**YOUR ASSIGNMENT:** Wherever the word "woman" appears in a line of the data, that line should be copied.

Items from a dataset
══════

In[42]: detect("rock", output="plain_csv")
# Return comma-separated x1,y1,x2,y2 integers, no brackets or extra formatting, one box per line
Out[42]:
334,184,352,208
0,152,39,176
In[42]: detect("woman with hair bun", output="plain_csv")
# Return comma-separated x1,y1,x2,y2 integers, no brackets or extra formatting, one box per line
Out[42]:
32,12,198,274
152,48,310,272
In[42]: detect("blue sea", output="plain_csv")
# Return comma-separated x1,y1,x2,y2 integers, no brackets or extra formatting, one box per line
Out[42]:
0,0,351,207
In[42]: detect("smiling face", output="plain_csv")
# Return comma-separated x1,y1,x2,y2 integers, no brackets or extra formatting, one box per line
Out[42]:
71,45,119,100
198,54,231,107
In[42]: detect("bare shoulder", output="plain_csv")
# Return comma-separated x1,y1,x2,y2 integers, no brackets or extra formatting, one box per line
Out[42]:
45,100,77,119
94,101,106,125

══════

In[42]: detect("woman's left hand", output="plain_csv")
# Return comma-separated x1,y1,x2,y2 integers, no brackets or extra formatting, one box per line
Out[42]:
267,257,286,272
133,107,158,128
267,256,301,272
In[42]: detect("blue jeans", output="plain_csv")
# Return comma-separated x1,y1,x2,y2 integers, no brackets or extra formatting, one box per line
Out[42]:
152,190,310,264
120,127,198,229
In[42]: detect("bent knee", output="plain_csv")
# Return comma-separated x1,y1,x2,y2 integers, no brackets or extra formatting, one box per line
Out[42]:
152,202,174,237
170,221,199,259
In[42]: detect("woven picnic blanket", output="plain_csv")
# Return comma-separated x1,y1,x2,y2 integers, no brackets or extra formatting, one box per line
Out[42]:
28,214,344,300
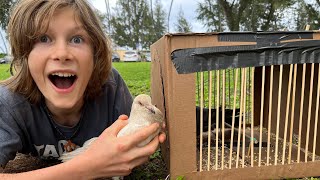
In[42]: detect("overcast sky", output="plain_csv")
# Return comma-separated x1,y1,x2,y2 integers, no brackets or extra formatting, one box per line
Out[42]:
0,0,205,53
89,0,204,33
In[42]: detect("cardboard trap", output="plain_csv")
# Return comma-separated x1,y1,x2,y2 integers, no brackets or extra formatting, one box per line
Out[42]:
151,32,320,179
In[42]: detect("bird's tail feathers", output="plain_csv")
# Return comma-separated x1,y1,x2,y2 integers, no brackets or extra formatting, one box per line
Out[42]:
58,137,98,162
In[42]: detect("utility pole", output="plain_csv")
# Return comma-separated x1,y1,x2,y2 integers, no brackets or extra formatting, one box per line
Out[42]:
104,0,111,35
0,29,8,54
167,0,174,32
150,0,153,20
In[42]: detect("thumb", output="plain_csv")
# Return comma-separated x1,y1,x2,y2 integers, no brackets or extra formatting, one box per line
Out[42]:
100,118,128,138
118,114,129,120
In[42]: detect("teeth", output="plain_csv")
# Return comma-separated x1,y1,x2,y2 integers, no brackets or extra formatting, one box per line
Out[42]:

══════

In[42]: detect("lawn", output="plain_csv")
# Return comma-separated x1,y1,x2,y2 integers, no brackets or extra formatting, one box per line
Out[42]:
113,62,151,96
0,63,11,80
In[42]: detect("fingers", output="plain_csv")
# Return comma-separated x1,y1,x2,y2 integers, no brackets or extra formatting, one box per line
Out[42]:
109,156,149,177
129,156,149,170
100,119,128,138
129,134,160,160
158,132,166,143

══════

**ANSWER TO THE PROBLEM:**
In[42]: detect("woman with hair bun", output="plain_csv")
In[42]: detect("woman's left hand", output="plain_csv")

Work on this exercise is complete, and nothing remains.